◆ **WHAT IS NEEDED**
Lay out every line of the records below as a Markdown table with the columns "No." and "Text", numbering the rows and skipping blank lines. Leave the pictures out of your answer.
━━━ EXCERPTED DATA ━━━
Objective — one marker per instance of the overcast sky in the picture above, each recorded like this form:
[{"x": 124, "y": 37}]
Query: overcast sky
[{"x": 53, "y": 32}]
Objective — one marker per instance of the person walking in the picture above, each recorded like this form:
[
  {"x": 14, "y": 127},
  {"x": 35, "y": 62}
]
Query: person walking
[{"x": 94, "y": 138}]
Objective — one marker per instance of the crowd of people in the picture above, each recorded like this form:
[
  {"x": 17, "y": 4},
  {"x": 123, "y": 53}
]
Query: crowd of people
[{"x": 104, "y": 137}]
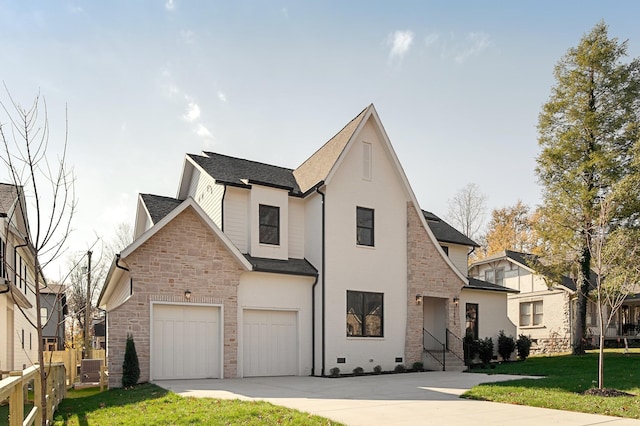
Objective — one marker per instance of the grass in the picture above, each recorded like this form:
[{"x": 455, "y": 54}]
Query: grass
━━━
◆ **RESPONSE BELOW**
| No. | Text |
|---|---|
| 1 | Objective — one marker per instance of the overcast sky in the picture above, each recorded like this form: |
| 2 | [{"x": 124, "y": 37}] |
| 3 | Query: overcast sky |
| 4 | [{"x": 53, "y": 32}] |
| 5 | Objective — one marker per instance of the person walking in the picture above, each recorded like this form: |
| 6 | [ |
| 7 |   {"x": 14, "y": 127}, |
| 8 |   {"x": 35, "y": 62} |
| 9 | ] |
| 10 | Query: person walking |
| 11 | [{"x": 94, "y": 138}] |
| 12 | Objective — one marker per instance of the crowd of people in the picture above, each recorded like this form: |
| 13 | [ |
| 14 |   {"x": 17, "y": 4}, |
| 15 |   {"x": 123, "y": 53} |
| 16 | ] |
| 17 | Query: crowd of people |
| 18 | [{"x": 104, "y": 137}] |
| 19 | Objective — one marker per instance of the grass in the picture above, each recorded like this form: |
| 20 | [{"x": 455, "y": 54}] |
| 21 | Query: grass |